**Direction:** Can you edit the data below so that every "pair of shoes" becomes "pair of sneakers" and nothing else changes?

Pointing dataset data
---

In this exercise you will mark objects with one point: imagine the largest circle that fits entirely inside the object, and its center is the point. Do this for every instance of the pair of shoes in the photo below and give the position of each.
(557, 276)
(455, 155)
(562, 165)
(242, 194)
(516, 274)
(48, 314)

---

**Answer to the exercise:**
In this exercise you will mark objects with one point: imagine the largest circle that fits entirely inside the object, and its center is the point. Do this for every instance of the pair of sneakers in the photo below and give the position of each.
(557, 276)
(455, 155)
(562, 165)
(242, 194)
(516, 274)
(48, 314)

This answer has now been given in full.